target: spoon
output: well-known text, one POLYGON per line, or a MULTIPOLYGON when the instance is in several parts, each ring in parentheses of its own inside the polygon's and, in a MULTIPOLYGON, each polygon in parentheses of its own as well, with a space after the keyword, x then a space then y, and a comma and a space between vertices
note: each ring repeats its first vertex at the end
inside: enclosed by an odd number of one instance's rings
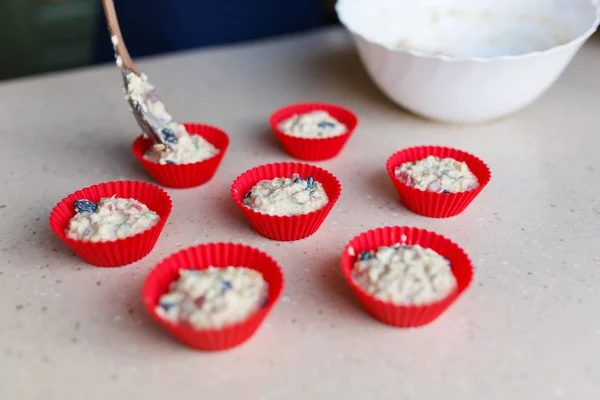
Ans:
◇ ◇ ◇ ◇
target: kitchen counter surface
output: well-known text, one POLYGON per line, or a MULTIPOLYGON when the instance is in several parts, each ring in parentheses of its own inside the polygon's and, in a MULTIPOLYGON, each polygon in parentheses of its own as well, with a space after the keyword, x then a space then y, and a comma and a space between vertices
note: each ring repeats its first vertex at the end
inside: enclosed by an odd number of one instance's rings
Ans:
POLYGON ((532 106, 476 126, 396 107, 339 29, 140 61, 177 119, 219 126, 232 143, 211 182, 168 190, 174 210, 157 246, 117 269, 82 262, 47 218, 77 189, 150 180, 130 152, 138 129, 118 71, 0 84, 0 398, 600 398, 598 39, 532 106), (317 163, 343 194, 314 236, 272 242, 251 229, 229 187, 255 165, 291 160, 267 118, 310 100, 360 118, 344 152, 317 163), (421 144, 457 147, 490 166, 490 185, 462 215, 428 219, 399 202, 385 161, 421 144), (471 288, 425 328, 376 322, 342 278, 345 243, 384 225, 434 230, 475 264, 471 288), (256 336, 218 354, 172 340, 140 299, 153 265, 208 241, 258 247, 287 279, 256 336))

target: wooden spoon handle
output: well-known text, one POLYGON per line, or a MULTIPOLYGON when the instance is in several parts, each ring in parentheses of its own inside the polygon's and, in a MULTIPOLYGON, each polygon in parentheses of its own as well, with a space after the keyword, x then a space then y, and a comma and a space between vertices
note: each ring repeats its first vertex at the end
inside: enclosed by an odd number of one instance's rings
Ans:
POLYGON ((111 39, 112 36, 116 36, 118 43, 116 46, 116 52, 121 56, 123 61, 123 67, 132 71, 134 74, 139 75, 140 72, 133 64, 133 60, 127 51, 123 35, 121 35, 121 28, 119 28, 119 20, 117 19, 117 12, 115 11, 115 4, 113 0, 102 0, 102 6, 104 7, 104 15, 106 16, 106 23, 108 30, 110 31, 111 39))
◇ ◇ ◇ ◇
What to work on
Reproduce word for word the stretch of lines from the one containing "target: wooden spoon handle" through the one containing "POLYGON ((111 39, 112", including both of those lines and nothing else.

Reply
target: wooden spoon handle
output: well-known text, one POLYGON per line, or a MULTIPOLYGON when the instance is in several parts, each ring in parentheses of its own inside the polygon's and, in a MULTIPOLYGON, each polygon in parentheses of its own as well, with a space after the keyword, x then a space then y, and a comma and a space between vertices
note: each ring repeats its first vertex at the end
inside: enclosed by an odd number of one instance's rings
Ans:
POLYGON ((111 39, 112 36, 116 36, 118 43, 116 46, 116 52, 121 56, 123 61, 123 67, 132 71, 134 74, 139 75, 140 72, 133 64, 133 60, 127 51, 123 35, 121 35, 121 28, 119 28, 119 20, 117 19, 117 12, 115 11, 115 4, 113 0, 102 0, 102 6, 104 7, 104 15, 106 16, 106 23, 108 30, 110 31, 111 39))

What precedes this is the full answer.